◆ What to work on:
[a] Please copy the open-records opinion below word for word, everything from "City of Louisville" down to "properly be withheld.".
[b] In the open-records opinion below, whose qualifications was Chief Brown assessing when he prepared the preliminary notes?
[c] Does the open-records opinion below support each statement? Answer yes or no, and quote the words that decide it.
(i) The City Manager considered Chief Brown's notes in deciding on the new deputy fire chief.
(ii) Mr. Settle has no more right to see the notes than any other third party.
(iii) The notes may be withheld.

[Text excerpt — start]

This holding does not extend to preliminary notes prepared by Chief Brown in assessing the qualifications of Robert Sanborn and Oscar Cherry. These notes cannot be properly characterized as records relating to Mr. Settle, and Mr. Settle has no greater right of access to them than any other third party. We believe that the line of opinions construing KRS 61.878(1)(i) and (j) cited above, which hold that unless incorporated into final agency action such notes retain their preliminary characterization, are controlling. See, e.g., 98-ORD-144 (holding that handwritten notes are work papers used by a public official in hammering out official action, and not records reflecting that final action) ; 97-ORD-73 (holding that "typed and handwritten notes ? are more closely akin to work papers used by a public officer in hammering out official action than records reflecting that official action"); see generally,

City of Louisville v. Courier-Journal and Louisville Times Co., Ky.App., 637 S.W.2d 658, 659 (1982) (holding that if the ultimate decision maker "adopts notes or recommendations as part of his final action, clearly the preliminary characterization is lost to that extent"). The City of Bowling Green affirmatively represents that Chief Browns' notes were not considered by the City Manager or the City Commission in arriving at their decision relative to appointment of a new deputy fire chief. Those notes may properly be withheld.

[Text excerpt — finish]
[Recorded data — start]

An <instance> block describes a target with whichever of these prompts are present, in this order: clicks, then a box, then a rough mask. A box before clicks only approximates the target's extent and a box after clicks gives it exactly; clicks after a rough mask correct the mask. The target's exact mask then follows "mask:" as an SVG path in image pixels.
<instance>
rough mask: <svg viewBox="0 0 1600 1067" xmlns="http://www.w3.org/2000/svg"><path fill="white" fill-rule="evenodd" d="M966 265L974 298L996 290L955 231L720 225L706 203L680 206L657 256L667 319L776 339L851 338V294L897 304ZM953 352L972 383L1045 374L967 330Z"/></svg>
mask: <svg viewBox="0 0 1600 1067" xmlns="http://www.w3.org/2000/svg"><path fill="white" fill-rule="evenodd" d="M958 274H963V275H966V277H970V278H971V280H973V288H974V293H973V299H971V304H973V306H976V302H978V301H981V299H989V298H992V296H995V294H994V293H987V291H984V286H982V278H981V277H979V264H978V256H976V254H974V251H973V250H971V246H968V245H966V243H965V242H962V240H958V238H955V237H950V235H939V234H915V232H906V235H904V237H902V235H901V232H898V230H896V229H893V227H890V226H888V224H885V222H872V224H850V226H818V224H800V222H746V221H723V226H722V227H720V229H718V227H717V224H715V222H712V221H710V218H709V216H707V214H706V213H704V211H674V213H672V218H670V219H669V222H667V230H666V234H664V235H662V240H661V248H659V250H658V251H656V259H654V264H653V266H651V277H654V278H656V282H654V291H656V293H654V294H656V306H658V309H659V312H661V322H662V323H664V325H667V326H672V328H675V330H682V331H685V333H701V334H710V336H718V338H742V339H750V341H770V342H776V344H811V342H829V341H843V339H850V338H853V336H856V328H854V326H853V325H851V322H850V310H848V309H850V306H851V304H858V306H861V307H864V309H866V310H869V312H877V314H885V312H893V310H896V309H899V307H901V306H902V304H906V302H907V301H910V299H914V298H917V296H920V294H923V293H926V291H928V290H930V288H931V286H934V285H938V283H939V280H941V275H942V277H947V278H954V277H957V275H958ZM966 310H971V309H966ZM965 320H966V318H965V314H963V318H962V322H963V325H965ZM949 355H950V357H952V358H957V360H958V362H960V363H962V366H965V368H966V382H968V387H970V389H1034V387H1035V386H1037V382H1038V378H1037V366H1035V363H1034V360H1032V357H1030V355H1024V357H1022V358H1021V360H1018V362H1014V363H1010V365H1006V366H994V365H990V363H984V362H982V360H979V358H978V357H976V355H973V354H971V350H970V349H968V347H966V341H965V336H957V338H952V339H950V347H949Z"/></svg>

[Recorded data — finish]

◆ Your responses:
[a]
City of Louisville v. Courier-Journal and Louisville Times Co., Ky.App., 637 S.W.2d 658, 659 (1982) (holding that if the ultimate decision maker "adopts notes or recommendations as part of his final action, clearly the preliminary characterization is lost to that extent"). The City of Bowling Green affirmatively represents that Chief Browns' notes were not considered by the City Manager or the City Commission in arriving at their decision relative to appointment of a new deputy fire chief. Those notes may properly be withheld.

[b] Robert Sanborn and Oscar Cherry.

[c]
(i) No: "Chief Browns' notes were not considered by the City Manager or the City Commission"
(ii) Yes: "Mr. Settle has no greater right of access to them than any other third party"
(iii) Yes: "Those notes may properly be withheld."